Update the wording of every item below by replacing "integer pixel x then y" with "integer pixel column then row" and leaving everything else unchanged. Omit the pictures from your answer.

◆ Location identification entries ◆
__________

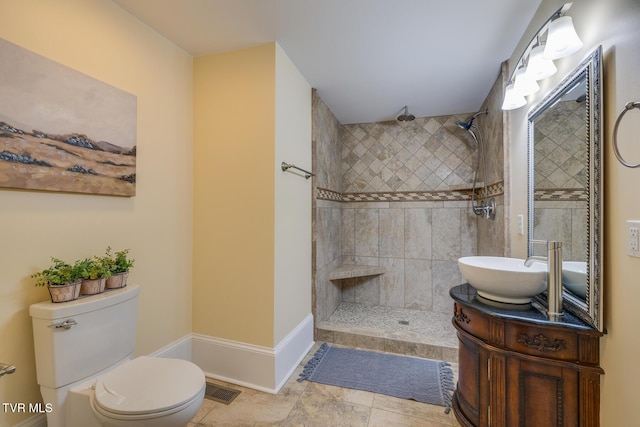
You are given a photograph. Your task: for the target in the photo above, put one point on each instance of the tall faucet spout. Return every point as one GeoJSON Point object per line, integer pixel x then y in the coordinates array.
{"type": "Point", "coordinates": [554, 276]}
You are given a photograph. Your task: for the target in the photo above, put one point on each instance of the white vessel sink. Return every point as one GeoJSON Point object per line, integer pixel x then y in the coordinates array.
{"type": "Point", "coordinates": [502, 279]}
{"type": "Point", "coordinates": [574, 277]}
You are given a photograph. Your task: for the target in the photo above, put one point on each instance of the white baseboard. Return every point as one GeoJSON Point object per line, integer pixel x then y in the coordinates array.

__________

◆ RESULT ◆
You are given a photograph. Your task: for the target in the photo above, put one point on each instance of the tall faucet spout. Return every point as one GeoJSON Point object per line, integer pixel column then row in the coordinates array.
{"type": "Point", "coordinates": [554, 276]}
You are given a photograph. Your task: for the target in the photo above, put one point on each instance of the white vessel sink. Return every point as one GeoJSON Point object per line, integer pixel column then row in the coordinates array.
{"type": "Point", "coordinates": [502, 279]}
{"type": "Point", "coordinates": [574, 277]}
You are given a photograph. Your task: for the target in the photo above, put one point on each instance of the white baseboard. Return every point as one GeoJSON Point object per line, integer pixel column then row in the coordinates array.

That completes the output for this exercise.